_GOAL:_
Copy every line of the items below word for word, in the same order.

Saved items from a collection:

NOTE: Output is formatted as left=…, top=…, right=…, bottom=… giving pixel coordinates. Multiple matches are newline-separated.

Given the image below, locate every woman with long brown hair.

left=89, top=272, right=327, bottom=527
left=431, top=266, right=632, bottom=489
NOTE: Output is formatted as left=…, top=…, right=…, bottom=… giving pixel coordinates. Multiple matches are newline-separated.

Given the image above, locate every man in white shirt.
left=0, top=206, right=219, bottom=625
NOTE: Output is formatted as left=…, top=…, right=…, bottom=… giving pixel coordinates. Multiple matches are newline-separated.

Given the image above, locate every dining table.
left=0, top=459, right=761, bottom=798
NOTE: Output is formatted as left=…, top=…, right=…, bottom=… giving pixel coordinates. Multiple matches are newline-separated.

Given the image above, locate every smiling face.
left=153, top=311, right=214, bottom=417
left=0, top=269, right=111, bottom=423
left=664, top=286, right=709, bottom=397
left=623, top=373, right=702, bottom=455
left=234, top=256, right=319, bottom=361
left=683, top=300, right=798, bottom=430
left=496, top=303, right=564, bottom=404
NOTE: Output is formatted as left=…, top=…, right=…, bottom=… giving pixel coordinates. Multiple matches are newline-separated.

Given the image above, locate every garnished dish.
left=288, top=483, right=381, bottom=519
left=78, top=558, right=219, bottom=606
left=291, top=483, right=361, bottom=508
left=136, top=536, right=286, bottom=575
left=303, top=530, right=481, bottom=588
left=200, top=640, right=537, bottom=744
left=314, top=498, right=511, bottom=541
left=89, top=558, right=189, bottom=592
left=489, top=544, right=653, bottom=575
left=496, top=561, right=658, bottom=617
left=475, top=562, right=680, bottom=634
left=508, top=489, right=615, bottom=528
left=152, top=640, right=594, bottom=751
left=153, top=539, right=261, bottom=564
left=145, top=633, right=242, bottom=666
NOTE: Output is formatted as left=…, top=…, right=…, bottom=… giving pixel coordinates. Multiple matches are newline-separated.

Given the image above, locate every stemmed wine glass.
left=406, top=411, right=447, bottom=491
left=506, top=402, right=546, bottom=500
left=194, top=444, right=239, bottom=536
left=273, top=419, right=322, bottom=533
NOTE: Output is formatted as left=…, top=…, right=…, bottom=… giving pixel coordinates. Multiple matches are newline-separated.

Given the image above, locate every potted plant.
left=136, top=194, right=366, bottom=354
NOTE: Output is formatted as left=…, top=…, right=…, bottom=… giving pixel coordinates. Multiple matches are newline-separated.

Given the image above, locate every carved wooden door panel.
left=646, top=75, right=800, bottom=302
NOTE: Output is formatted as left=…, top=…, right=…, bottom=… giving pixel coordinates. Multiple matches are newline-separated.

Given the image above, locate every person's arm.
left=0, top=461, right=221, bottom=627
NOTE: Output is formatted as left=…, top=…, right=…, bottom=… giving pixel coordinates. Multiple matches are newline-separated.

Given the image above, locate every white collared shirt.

_FINISHED EXERCISE:_
NOTE: Output is formatted as left=…, top=…, right=…, bottom=… giving pixel coordinates. Multiple matches are newline-separated.

Given the image below, locate every woman with long brown hair.

left=89, top=272, right=327, bottom=527
left=431, top=266, right=632, bottom=489
NOTE: Output is formatted as left=…, top=…, right=…, bottom=… giving pixel coordinates. Multiple matches are newline-separated.

Given the image above, locate every man in white shirt.
left=0, top=206, right=219, bottom=625
NOTE: Output is formatted as left=…, top=…, right=…, bottom=… giving pixel coordinates. Multiple matches are newline-separated.

Given the image above, locate every dining table.
left=0, top=459, right=761, bottom=798
NOTE: Output is formatted as left=…, top=…, right=…, bottom=… giving pixel coordinates. Multiple matches are newline-separated.

Given the image above, locate every smiling face.
left=153, top=311, right=214, bottom=417
left=0, top=269, right=111, bottom=423
left=664, top=286, right=709, bottom=397
left=623, top=373, right=702, bottom=455
left=234, top=256, right=319, bottom=361
left=683, top=300, right=798, bottom=430
left=496, top=303, right=564, bottom=404
NOTE: Output is formatted as left=…, top=…, right=…, bottom=… giving pixel coordinates. Multiple matches are newline-separated.

Given the image above, locate every garnished dish.
left=288, top=483, right=381, bottom=519
left=78, top=558, right=219, bottom=606
left=291, top=483, right=361, bottom=508
left=136, top=536, right=286, bottom=575
left=303, top=530, right=481, bottom=588
left=200, top=640, right=537, bottom=744
left=314, top=498, right=511, bottom=541
left=89, top=558, right=189, bottom=592
left=489, top=544, right=653, bottom=575
left=496, top=561, right=658, bottom=617
left=475, top=562, right=680, bottom=634
left=508, top=489, right=615, bottom=528
left=152, top=640, right=594, bottom=751
left=153, top=539, right=261, bottom=564
left=145, top=633, right=242, bottom=666
NOTE: Output is formatted as left=…, top=…, right=…, bottom=… giving pixel coordinates. Multiple matches are newline-separated.

Given the image above, locate every stemmed wine glass.
left=406, top=411, right=447, bottom=491
left=506, top=402, right=546, bottom=500
left=194, top=444, right=239, bottom=536
left=273, top=419, right=322, bottom=533
NOTE: Output is formatted as left=…, top=…, right=…, bottom=… giving pixel coordinates. Multiple matches are newline-separated.

Given the image above, locate every potted plant.
left=136, top=194, right=366, bottom=354
NOTE: Output is formatted as left=…, top=…, right=…, bottom=… giving pixel coordinates. Multiple matches are newline-separated.

Given the image above, locate every carved wooden door panel.
left=646, top=75, right=800, bottom=302
NOTE: Output is formatted as left=…, top=…, right=…, bottom=… giving pixel coordinates. Multiple matches are newline-separated.

Given the image above, locate every person's arm.
left=0, top=461, right=221, bottom=627
NOTE: Output is formatted as left=…, top=…, right=…, bottom=… giving pixel coordinates. Multiple matches are newline-separated.

Given the image above, locate every white collared shirt.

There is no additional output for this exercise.